## BEGIN

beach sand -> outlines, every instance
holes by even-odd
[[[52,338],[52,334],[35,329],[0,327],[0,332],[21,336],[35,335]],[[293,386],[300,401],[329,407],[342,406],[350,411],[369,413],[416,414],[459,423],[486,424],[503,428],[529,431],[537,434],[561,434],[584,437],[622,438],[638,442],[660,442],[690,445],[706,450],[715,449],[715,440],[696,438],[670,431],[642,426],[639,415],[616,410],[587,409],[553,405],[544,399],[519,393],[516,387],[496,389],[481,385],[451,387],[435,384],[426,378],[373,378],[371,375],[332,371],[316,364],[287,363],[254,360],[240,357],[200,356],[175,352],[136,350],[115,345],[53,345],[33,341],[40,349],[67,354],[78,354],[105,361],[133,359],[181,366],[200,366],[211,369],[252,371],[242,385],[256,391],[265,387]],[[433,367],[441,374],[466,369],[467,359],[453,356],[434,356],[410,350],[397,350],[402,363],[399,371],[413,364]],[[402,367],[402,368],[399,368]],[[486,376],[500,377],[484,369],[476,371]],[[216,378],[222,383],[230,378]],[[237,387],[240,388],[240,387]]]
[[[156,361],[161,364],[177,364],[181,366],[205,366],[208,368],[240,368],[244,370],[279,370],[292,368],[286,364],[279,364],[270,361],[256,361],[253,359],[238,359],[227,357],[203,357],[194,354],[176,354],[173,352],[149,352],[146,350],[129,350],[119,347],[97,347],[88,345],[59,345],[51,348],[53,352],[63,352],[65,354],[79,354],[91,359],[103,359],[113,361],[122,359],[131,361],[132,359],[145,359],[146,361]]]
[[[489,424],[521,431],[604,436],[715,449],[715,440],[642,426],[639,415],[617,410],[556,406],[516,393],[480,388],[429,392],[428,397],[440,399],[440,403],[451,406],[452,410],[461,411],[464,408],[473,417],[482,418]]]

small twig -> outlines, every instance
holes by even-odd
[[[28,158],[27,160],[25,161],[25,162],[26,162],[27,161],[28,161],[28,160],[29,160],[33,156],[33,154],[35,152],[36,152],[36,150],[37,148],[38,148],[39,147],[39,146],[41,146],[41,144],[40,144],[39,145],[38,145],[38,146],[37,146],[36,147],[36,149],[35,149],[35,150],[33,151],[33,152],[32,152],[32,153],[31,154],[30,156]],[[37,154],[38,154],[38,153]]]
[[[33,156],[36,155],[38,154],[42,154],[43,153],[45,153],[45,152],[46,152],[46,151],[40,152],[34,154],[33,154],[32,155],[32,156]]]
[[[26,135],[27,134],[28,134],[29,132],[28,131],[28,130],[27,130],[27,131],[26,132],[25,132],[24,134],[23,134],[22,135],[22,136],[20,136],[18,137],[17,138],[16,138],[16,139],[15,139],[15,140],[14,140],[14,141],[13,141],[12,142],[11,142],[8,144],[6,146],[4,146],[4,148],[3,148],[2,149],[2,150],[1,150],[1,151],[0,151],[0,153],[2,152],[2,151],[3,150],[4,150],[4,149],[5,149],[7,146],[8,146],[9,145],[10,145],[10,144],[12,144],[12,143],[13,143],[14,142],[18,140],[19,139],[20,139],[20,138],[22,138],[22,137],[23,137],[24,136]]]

## END

→ **WHAT YOU ARE ASKED TO DO**
Copy all of the records above line for line, with no changes.

→ **SOLUTION TO THIS TASK**
beach sand -> outlines, every instance
holes by even-odd
[[[52,338],[52,334],[35,329],[0,327],[0,332],[21,336],[35,335]],[[293,386],[300,401],[329,407],[342,406],[350,411],[369,413],[416,414],[459,423],[486,424],[503,428],[529,431],[537,434],[561,434],[584,437],[622,438],[638,442],[660,442],[690,445],[706,450],[715,449],[715,440],[696,438],[670,431],[642,426],[639,415],[616,410],[587,409],[553,405],[544,399],[519,393],[516,387],[496,389],[481,385],[451,387],[435,384],[426,378],[373,378],[371,375],[332,371],[316,364],[287,363],[254,360],[240,357],[200,356],[175,352],[136,350],[115,345],[53,345],[33,341],[40,349],[67,354],[78,354],[105,361],[133,359],[181,366],[200,366],[211,369],[252,371],[242,385],[256,391],[265,387]],[[433,367],[441,374],[466,369],[467,359],[453,356],[434,356],[410,350],[397,350],[402,363],[399,371],[413,364]],[[402,367],[402,368],[399,368]],[[486,376],[500,377],[484,369],[476,371]],[[216,378],[222,383],[230,378]],[[237,387],[240,388],[240,387]]]
[[[156,361],[161,364],[177,364],[181,366],[205,366],[208,368],[240,368],[244,370],[279,370],[292,368],[286,364],[279,364],[270,361],[256,361],[253,359],[238,359],[227,357],[203,357],[194,354],[176,354],[173,352],[149,352],[146,350],[129,350],[119,347],[97,347],[88,345],[59,345],[51,348],[53,352],[63,352],[65,354],[79,354],[91,359],[103,359],[113,361],[122,359],[131,361],[132,359],[145,359],[146,361]]]
[[[489,424],[521,431],[604,436],[715,449],[715,440],[642,426],[639,415],[617,410],[556,406],[516,393],[480,388],[429,392],[428,397],[440,399],[440,403],[451,406],[452,410],[461,411],[464,408],[473,417],[482,418]]]

small twig -> outlines, every instance
holes by even-odd
[[[28,158],[27,160],[25,161],[25,162],[26,162],[27,161],[28,161],[28,160],[29,160],[33,156],[33,154],[35,152],[36,152],[36,150],[37,148],[38,148],[39,147],[39,146],[41,146],[41,144],[40,144],[39,145],[38,145],[38,146],[37,146],[36,147],[36,149],[35,149],[35,150],[33,151],[33,152],[32,152],[32,153],[31,154],[30,156]],[[37,154],[38,154],[38,153]]]
[[[33,156],[36,155],[38,154],[42,154],[43,153],[45,153],[45,152],[46,152],[46,151],[40,152],[34,154],[33,154],[32,155],[32,156]]]
[[[26,135],[27,134],[28,134],[29,132],[28,131],[28,130],[27,130],[27,131],[26,132],[25,132],[24,134],[23,134],[22,135],[22,136],[20,136],[18,137],[17,138],[16,138],[16,139],[15,139],[15,140],[14,140],[14,141],[13,141],[12,142],[11,142],[8,144],[6,146],[4,146],[4,148],[3,148],[2,149],[2,150],[1,150],[1,151],[0,151],[0,153],[2,152],[2,151],[3,150],[4,150],[4,149],[5,149],[7,146],[8,146],[9,145],[10,145],[10,144],[12,144],[12,143],[13,143],[14,142],[18,140],[19,139],[20,139],[20,138],[22,138],[22,137],[23,137],[24,136]]]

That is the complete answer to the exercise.